**YOUR INSTRUCTIONS:** Continue the mailing-list reply about md and copy-on-write from its final sentence, writing the next part of that post rather than anything about the rows.

**PASSAGE SHOWN:**
Re: mismatch_cnt again

Neil Brown <neilb@xxxxxxx> · Fri, 13 Nov 2009 13:15:41 +1100

On Tuesday November 10, davidsen@xxxxxxx wrote:
> NeilBrown wrote:
> 
> > You could possibly argue that it is a weakness in the interface to block
> > devices that the block device cannot ask for the buffer to be guaranteed
> > to be stable for the duration of the write, but as there is little real
> > need for that and it would probably be fairly hard to implement both
> > efficiently and generally.
> >
> >   
> The raid code would need it's own copy of the data in a private buffer, 
> or would have to mark the write memory as copy on write. I suspect the 
> 2nd if far more efficient, but I have no idea how hard it would be to 
> implement.

Copy-on-write is not actually possible for md to enforce - it is at
the wrong layer and knows nothing about who owns the page of how or
where it is mapped.
A filesystem can impose copy-on-write, a block device cannot.

**ENTRIES:**
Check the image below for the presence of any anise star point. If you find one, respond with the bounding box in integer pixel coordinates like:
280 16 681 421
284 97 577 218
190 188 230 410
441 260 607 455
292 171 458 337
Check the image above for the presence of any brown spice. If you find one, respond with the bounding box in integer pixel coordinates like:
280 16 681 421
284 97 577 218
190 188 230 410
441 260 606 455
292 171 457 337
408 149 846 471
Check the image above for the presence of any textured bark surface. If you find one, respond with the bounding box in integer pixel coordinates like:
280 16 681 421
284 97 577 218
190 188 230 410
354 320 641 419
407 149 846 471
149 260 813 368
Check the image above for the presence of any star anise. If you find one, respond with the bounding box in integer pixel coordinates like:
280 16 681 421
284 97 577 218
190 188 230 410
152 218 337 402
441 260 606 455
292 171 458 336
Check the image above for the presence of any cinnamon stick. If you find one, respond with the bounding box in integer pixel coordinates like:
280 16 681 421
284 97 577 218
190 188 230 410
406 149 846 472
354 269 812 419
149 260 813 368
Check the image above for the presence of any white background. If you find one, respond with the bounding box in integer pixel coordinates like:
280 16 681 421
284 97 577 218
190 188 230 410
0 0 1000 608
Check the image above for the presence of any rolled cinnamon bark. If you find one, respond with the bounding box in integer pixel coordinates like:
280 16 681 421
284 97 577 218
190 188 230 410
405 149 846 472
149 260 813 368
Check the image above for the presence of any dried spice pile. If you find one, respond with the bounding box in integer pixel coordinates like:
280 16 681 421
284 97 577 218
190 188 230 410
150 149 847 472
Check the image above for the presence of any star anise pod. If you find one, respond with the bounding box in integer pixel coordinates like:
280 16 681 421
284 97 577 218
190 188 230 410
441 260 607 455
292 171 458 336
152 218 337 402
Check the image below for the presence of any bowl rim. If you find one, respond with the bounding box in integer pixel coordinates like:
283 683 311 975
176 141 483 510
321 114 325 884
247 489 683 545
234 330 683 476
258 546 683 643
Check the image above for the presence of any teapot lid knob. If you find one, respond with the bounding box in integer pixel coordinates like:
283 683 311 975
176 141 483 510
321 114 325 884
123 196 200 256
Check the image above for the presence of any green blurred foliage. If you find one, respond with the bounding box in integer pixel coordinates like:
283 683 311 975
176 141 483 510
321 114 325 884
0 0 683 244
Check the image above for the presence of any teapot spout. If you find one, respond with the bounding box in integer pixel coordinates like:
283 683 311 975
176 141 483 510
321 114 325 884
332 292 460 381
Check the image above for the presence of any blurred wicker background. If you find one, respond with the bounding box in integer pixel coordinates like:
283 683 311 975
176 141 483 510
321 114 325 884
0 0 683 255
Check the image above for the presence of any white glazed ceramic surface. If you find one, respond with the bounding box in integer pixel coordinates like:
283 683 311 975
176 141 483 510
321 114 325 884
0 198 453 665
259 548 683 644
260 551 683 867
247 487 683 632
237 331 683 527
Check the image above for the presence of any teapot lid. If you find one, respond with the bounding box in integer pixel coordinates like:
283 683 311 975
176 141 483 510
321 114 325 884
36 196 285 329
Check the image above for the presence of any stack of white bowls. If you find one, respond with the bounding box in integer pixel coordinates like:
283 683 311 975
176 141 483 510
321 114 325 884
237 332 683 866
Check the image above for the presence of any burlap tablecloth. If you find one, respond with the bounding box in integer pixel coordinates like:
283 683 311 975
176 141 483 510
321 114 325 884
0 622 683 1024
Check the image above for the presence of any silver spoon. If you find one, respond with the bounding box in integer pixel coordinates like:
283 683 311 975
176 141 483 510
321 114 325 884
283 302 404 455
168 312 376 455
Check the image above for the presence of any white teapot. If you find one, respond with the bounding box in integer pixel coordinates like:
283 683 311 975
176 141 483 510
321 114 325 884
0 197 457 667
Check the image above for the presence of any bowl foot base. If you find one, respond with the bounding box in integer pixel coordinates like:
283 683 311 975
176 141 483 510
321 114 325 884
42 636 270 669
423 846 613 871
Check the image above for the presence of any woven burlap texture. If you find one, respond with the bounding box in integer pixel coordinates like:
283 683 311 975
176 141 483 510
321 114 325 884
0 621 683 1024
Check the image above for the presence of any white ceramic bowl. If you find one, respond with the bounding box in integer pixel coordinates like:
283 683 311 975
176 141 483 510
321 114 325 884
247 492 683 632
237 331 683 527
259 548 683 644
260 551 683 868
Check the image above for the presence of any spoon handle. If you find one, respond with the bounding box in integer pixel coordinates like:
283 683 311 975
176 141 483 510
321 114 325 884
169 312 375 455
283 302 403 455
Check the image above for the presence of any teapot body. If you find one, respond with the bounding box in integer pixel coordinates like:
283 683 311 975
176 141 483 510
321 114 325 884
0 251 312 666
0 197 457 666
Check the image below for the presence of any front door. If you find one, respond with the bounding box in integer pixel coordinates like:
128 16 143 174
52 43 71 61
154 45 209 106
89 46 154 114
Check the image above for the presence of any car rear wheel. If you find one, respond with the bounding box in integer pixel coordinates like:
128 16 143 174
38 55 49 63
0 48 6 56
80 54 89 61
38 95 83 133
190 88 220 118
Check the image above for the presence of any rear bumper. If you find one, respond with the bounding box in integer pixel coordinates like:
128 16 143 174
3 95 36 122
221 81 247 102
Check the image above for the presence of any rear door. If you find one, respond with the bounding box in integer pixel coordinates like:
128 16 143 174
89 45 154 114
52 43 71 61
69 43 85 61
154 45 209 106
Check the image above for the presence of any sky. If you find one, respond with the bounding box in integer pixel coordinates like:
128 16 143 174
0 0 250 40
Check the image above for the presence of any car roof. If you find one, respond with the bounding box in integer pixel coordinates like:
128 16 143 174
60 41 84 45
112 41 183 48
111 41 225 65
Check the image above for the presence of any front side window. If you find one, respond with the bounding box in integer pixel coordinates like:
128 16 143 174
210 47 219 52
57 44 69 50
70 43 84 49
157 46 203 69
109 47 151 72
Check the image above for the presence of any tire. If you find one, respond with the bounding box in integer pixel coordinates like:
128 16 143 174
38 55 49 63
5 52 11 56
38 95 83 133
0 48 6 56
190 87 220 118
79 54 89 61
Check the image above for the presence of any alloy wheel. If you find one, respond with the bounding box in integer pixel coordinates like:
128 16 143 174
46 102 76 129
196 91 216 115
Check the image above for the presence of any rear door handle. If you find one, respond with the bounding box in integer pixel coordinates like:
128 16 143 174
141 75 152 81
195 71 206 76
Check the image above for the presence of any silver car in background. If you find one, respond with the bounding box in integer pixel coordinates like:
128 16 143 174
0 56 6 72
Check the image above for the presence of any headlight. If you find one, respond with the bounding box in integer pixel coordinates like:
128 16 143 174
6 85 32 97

**EXERCISE RESPONSE:**
I gather from odd comments that I have seen that copy-on-write is
rather expensive.  Marking a thousand contiguous pages copy-on-write
is much faster than copy one thousand pages.  Making a single page
copy-on-write may not be much faster than copying the page.
However I'm not 100% certain of these details.

Maybe if the filesystem could set a flag in the bio saying "this page
will not  change until the write completes", then md could optimise
that case and do copies in other cases...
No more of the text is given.